**Exercise description**
Reproduce each of the records below word for word, changing nothing.

--- START OF Extracted information ---

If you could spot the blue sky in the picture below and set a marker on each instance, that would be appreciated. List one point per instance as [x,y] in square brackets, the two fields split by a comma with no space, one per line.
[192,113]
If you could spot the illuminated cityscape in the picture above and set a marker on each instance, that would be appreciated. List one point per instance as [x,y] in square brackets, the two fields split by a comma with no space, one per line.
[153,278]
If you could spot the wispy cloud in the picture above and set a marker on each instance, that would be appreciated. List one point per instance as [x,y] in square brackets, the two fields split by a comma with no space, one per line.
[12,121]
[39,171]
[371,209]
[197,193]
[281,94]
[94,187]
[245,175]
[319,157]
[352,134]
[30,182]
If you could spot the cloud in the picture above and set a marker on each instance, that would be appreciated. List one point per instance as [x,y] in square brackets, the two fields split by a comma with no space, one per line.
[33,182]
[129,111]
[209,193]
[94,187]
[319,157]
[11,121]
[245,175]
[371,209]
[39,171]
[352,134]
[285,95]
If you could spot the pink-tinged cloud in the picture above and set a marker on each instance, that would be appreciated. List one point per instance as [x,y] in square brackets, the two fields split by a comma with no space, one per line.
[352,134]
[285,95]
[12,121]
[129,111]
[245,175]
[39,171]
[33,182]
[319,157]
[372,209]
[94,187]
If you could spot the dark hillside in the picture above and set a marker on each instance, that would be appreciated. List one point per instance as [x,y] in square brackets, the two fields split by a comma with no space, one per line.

--- END OF Extracted information ---

**Task solution**
If you could spot the blue sky in the picture below and set a marker on each instance, that would be appreciated. List one point per instance as [x,y] in square brackets, the two fields split by a comma with no space, one per line.
[192,113]
If you could spot the illuminated cityscape in the picture above and set a marker on each instance, that would be appreciated. List one point per instance as [x,y] in square brackets, the two fields split by a comma with no space, one per line.
[153,278]
If you could spot the wispy cloud in the picture above and set a marker on each instance, that would be appreciated. List one point per instance as [x,y] in square brackets, the two fields split by a comma with no space, one per line.
[12,121]
[39,171]
[371,209]
[197,193]
[281,94]
[94,187]
[245,175]
[319,157]
[352,134]
[30,182]
If you could spot the cloud in the picture above and set a marker on each instance, that would be appreciated. List one point per instance as [x,y] in square brackets, the two fields split by a comma with no space, one per line.
[33,182]
[129,111]
[209,193]
[94,187]
[319,157]
[11,121]
[245,175]
[371,209]
[39,171]
[352,134]
[285,95]
If you could spot the pink-tinged cloud in the picture above and set a marker on each instance, that would be appreciated. List one point per instance as [x,y] in square brackets, the two fields split by a comma with no space, one per line.
[352,134]
[285,95]
[12,121]
[129,111]
[245,175]
[39,171]
[33,182]
[319,157]
[372,209]
[94,187]
If you could spot the dark hillside in the picture above and set a marker on each instance, that would be appreciated. List one point per instance as [x,y] in square brackets, the two fields split by a comma with no space, one per line.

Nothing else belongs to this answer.